### Extrait source
Des doutes et des opposants

L'amiral William Leahy, chef d’état-major du président Truman, estimait, en 1950, dans ses Mémoires que « les Japonais étaient déjà battus et prêts à capituler. » Le général Eisenhower, commandant en chef des forces alliées en Europe, s’opposa au bombardement pour les mêmes raisons en juillet 1945. Leo Szilard (un savant émigré juif hongrois qui avait travaillé à la confection de l’arme atomique aux États-Unis, avant de créer en 1946, avec Albert Einstein, le Comité d’urgence des scientifiques atomistes) rapporte que le secrétaire d’État James Byrnes, lui confia en 1945 qu’il « ne prétendait pas qu’il était nécessaire d’utiliser la bombe contre les villes japonaises pour gagner la guerre. Son idée était que la possession et l’usage de la bombe rendraient la Russie plus contrôlable. »

L'objectif réel

Après le bombardement, Churchill fut euphorique : il se voyait déjà capable d'éliminer les centres industriels de la Russie » . « Depuis que j’ai dirigé le projet, je n’ai jamais eu d’illusion que la Russie puisse être autre chose que notre ennemi et le projet a été exécuté sur cette base », déclarait le général Groves en 1954. Propos confirmé le 17 juillet 1985 dans le « Times » par le chimiste anglais Joseph Rotblat : « En 1944. le général Groves m'a dit qu’il est clair que l'objectif réel de la bombe est de soumettre notre ennemi principal, les Russes. Jusque-là, j’avais cru que notre travail devait empêcher une victoire des nazis, mais l'arme que nous étions en train de préparer était orientée contre la Russie. »

Voilà pourquoi, quand l’un des chercheurs, le Danois Niels Bohr (prix Nobel de physique en 1922), prie le 26 août 1944 Churchill et Truman d’informer les Soviétiques de la mise au point de la bombe atomique afin de prévenir toute course aux armements, non seulement sa proposition est rejetée mais l’Anglais et l’Américain décident secrètement de « faire des recherches et prendre des mesures pour s’assurer qu’il (Bohr) n’ébruite pas d'informations, surtout auprès des Russes. »

Mais grâce à un fils de pasteur protestant, adhérent à la Jeunesse communiste allemande en 1932, réfugié aux États-Unis, Klaus Fuchs, Staline avait eu connaissance des travaux sur la bombe avant... Truman !

### Données
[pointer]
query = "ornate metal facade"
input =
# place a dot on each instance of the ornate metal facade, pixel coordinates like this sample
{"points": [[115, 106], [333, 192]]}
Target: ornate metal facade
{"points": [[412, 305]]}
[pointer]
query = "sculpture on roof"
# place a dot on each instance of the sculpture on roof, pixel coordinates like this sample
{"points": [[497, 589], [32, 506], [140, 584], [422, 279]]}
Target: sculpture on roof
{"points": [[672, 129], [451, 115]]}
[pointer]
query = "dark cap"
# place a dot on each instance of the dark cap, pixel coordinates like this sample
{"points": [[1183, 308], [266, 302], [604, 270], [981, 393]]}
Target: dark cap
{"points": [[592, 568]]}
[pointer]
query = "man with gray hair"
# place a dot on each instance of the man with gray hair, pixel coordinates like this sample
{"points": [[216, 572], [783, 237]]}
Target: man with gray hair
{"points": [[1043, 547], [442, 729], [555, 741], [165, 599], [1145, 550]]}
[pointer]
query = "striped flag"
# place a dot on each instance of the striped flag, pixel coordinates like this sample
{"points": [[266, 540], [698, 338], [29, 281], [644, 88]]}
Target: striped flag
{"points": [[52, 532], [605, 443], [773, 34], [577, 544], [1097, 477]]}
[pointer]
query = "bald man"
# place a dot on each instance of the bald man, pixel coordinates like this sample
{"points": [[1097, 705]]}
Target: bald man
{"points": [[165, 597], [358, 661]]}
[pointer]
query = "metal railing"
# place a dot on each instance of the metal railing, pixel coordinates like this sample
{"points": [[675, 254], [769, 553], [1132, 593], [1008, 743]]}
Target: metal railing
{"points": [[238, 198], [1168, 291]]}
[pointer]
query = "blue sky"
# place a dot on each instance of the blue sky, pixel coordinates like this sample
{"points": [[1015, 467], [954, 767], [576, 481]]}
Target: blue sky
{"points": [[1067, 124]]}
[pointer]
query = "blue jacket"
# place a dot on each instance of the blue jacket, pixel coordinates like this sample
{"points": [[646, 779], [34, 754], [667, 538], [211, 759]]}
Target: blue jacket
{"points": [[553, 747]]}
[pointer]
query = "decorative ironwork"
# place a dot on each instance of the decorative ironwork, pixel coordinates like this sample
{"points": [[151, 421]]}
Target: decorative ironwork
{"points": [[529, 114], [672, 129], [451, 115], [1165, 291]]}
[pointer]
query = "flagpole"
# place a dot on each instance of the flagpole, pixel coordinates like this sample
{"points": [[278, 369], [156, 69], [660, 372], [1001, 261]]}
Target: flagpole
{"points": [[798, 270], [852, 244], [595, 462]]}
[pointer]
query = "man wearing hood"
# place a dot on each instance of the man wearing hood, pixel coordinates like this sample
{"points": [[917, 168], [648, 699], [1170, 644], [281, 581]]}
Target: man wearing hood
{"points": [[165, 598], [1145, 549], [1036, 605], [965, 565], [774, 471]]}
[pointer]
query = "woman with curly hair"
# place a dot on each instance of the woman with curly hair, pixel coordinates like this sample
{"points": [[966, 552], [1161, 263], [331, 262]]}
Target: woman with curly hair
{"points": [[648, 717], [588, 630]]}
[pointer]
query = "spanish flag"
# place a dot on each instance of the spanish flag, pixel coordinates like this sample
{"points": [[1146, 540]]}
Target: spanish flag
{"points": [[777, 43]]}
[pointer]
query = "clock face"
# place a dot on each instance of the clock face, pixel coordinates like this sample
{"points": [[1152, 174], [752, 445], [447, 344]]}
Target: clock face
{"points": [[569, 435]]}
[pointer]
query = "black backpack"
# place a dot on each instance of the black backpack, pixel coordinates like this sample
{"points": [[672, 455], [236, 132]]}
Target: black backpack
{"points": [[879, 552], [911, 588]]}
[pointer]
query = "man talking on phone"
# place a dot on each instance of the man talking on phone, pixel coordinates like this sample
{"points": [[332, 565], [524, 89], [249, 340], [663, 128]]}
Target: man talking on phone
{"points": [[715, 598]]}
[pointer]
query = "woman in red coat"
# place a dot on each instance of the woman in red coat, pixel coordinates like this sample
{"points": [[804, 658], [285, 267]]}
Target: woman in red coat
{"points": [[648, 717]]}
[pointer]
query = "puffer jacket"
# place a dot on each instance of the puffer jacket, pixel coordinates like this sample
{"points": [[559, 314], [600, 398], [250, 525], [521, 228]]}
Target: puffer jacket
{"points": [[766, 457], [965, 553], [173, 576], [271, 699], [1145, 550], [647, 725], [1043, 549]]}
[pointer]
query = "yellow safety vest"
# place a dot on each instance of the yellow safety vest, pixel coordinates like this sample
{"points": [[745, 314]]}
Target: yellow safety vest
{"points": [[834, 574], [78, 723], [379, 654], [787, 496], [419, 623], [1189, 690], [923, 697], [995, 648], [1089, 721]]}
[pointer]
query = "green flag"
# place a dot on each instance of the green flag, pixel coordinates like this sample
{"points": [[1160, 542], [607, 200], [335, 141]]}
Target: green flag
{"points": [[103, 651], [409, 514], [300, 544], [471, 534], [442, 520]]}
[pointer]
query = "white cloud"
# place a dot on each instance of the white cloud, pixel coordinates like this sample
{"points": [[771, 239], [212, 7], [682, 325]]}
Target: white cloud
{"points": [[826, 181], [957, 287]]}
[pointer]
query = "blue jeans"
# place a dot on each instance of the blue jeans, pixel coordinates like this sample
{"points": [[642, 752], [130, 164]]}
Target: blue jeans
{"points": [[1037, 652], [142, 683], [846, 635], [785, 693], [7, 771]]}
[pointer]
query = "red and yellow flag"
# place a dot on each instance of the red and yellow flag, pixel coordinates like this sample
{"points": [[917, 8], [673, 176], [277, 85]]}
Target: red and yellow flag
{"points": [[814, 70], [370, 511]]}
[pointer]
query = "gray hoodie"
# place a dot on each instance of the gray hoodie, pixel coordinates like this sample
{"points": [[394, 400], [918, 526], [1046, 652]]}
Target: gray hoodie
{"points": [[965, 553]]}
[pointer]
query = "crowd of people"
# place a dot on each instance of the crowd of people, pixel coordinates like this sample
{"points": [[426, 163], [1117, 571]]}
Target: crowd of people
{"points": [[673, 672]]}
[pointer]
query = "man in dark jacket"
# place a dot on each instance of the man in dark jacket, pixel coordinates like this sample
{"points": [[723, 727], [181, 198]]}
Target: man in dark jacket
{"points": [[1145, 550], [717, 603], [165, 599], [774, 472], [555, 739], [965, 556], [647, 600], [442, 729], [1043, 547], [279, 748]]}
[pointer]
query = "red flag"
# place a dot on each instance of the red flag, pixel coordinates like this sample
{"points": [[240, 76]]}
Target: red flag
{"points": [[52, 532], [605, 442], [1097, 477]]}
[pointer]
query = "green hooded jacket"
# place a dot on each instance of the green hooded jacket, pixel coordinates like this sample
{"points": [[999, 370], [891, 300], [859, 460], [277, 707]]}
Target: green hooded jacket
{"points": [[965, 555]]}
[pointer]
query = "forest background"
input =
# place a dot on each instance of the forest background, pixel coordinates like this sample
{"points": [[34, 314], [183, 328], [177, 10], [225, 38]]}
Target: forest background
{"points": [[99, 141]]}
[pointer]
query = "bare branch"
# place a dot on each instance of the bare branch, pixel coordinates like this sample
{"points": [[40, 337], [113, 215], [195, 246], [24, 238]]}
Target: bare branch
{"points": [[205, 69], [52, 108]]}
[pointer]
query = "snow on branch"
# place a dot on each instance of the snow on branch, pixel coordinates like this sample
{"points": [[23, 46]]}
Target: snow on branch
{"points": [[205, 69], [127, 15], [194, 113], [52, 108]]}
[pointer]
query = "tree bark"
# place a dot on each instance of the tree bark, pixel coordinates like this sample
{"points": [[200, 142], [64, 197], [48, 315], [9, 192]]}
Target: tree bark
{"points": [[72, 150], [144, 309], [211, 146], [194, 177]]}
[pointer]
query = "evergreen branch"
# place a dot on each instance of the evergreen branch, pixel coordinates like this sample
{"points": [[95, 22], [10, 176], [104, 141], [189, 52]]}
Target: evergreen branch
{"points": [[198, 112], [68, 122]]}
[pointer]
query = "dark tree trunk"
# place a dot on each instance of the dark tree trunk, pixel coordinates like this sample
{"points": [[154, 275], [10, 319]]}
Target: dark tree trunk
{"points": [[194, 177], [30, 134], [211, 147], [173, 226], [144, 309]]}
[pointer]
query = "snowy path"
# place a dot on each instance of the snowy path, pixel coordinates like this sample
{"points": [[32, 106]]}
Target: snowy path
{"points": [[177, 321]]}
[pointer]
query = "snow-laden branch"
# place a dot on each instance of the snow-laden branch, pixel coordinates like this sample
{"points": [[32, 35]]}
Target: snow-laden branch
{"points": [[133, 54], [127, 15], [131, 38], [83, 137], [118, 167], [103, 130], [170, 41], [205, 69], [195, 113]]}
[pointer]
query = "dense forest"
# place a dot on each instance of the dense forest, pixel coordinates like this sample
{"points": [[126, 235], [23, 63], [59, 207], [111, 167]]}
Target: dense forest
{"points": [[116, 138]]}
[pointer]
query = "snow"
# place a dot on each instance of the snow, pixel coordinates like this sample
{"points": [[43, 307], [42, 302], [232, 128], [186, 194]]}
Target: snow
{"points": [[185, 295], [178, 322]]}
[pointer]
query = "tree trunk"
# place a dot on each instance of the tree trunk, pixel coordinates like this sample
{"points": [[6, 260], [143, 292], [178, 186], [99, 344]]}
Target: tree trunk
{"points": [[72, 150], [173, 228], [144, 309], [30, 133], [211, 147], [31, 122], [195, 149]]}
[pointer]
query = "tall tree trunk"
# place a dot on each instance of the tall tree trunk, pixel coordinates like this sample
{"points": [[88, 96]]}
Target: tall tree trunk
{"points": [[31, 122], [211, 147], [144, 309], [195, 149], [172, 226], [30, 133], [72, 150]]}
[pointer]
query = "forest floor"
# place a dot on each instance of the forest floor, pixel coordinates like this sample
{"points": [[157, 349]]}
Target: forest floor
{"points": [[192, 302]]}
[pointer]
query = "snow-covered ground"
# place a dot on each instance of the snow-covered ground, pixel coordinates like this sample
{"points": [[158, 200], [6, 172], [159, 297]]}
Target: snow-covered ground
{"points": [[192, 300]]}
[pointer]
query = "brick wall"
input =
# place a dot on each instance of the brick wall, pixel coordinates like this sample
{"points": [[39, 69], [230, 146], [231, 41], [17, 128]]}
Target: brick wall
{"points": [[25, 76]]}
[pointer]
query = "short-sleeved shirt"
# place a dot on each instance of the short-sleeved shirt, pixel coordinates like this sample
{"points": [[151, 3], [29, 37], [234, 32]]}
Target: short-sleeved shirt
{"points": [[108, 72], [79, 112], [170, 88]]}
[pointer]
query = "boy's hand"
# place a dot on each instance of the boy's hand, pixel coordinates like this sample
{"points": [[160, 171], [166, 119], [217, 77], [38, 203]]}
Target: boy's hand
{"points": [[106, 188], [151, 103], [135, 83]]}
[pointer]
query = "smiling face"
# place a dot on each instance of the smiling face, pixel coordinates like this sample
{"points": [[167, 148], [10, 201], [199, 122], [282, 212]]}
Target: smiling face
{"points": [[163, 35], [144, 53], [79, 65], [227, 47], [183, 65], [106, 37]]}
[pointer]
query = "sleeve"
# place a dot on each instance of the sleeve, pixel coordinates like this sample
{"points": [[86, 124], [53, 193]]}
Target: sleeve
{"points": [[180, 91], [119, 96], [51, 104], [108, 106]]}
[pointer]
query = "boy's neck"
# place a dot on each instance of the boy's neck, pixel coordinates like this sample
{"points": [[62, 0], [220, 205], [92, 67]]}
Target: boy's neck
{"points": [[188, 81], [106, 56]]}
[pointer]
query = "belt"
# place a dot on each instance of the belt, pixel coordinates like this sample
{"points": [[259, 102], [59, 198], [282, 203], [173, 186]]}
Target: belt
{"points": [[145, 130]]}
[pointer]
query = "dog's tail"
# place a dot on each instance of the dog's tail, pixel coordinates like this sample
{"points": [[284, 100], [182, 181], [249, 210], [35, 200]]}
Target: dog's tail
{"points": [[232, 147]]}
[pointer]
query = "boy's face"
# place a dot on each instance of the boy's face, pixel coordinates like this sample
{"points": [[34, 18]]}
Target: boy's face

### Consigne 1
Réécrivez le passage du texte sur la bombe atomique qui commence à « Voilà pourquoi, quand » et se termine à « avant... Truman ! », en remplaçant « Staline » par « le dirigeant soviétique ».
### Consigne 2
Poursuivez le texte sur la bombe atomique à partir de sa dernière phrase.

### Zone de réponse 1
Voilà pourquoi, quand l’un des chercheurs, le Danois Niels Bohr (prix Nobel de physique en 1922), prie le 26 août 1944 Churchill et Truman d’informer les Soviétiques de la mise au point de la bombe atomique afin de prévenir toute course aux armements, non seulement sa proposition est rejetée mais l’Anglais et l’Américain décident secrètement de « faire des recherches et prendre des mesures pour s’assurer qu’il (Bohr) n’ébruite pas d'informations, surtout auprès des Russes. »

Mais grâce à un fils de pasteur protestant, adhérent à la Jeunesse communiste allemande en 1932, réfugié aux États-Unis, Klaus Fuchs, le dirigeant soviétique avait eu connaissance des travaux sur la bombe avant... Truman !

### Zone de réponse 2
Une guerre de la terreur

« Si le mot terrorisme a une signification, alors il s'applique exactement aux bombardements d'Hiroshima et de Nagasaki. » La formule de l'historien américain Howard Zinn peut paraître excessive. Pourtant, la décision américaine d'utiliser l'arme atomique contre le Japon relève clairement d'une guerre de la terreur. En un clin d'œil, les États-Unis abattent la nation japonaise en faisant la démonstration de leur puissance de destruction. Le monde ne sera plus jamais le même.

Il faut déconstruire la propagande américaine du mal nécessaire. De nos jours encore, l'opinion publique est influencée par les discours qui visent à légitimer ces bombardements. D'un point de vue militaire, leur inutilité est avérée : en 1945, le Japon est déjà vaincu et cherche à se dégager du conflit. L'URSS accepte de soutenir les Américains en déclarant la guerre au Japon au mois d'août. Pourtant, le 6 août, la bombe « Little Boy » est lâchée sur Hiroshima et Nagasaki.

En fait, le président Harry Truman (successeur démocrate du président Roosevelt, mort en avril) veut faire un exemple. Un avertissement aux peuples et aux autres pays : les États-Unis ont vocation à dominer le monde. Pas question d'accepter l'aide de l'Armée rouge, de crainte que les Soviétiques ne s'installent en Asie. Pas question non plus de faire durer le blocus sur le Japon, ou de faire la preuve de la puissance atomique sur un endroit désert. Truman préfère une démonstration grandeur nature et les bombes sont délibérément conçues pour massacrer un maximum de civils.

Après-guerre, les « hibakusha » sont exclus de la société japonaise et souvent réduits à la misère. Pour les troupes d'occupation américaine, ils ne sont que des sujets d'expérience. Beaucoup meurent des suites des radiations, sans aucune aide médicale.

Aujourd'hui

70 ans après la fin de la seconde guerre mondiale, certes le nombre de têtes nucléaires est en diminution, mais les États modernisent leurs systèmes de missiles et ont la possibilité de déclencher un conflit à une autre échelle que les bombes d'Hiroshima et de Nagasaki.